§ Exercise instructions
Reproduce, without changes and without adding anything, the stretch of the data from the line containing "of the yellow" through the end of the data.

§ Supplied information
"""
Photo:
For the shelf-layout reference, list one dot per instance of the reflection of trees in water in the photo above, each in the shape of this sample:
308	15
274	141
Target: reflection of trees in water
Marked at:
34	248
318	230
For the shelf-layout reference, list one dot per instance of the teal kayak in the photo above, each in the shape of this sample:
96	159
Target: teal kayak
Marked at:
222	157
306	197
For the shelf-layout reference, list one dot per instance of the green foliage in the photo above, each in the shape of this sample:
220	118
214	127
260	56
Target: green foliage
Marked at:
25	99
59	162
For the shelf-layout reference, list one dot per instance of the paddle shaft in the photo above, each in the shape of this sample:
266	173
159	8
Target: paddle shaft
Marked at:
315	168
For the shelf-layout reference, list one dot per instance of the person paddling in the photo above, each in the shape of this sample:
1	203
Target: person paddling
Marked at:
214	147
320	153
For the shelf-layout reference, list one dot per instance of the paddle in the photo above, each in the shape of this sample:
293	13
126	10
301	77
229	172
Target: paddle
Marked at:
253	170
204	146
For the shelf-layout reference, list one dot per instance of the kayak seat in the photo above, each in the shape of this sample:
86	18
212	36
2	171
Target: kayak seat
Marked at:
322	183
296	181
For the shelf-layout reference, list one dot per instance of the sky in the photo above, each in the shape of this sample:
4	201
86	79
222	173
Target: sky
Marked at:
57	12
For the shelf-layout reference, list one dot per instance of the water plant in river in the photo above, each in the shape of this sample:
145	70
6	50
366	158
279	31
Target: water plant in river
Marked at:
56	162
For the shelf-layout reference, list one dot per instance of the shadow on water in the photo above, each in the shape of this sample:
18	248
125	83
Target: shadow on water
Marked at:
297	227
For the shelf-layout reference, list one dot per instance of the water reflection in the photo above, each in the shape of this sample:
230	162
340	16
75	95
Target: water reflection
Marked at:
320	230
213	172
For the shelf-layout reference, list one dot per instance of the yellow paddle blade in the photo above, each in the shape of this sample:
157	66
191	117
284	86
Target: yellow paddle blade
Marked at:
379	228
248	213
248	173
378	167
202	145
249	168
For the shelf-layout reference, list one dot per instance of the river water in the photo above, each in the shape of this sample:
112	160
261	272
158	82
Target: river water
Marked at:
"""
§ Task result
For the shelf-layout reference, list one dot per instance of the yellow paddle blade in the photo above, each in the shape of this sample:
157	66
191	117
284	86
Target: yellow paddle blade
Marked at:
379	228
248	213
248	173
378	167
202	145
249	168
For the shelf-layout reference, list one dot per instance of the river water in the photo above, each in the shape of this sample:
112	160
261	272
158	82
Target: river water
Marked at:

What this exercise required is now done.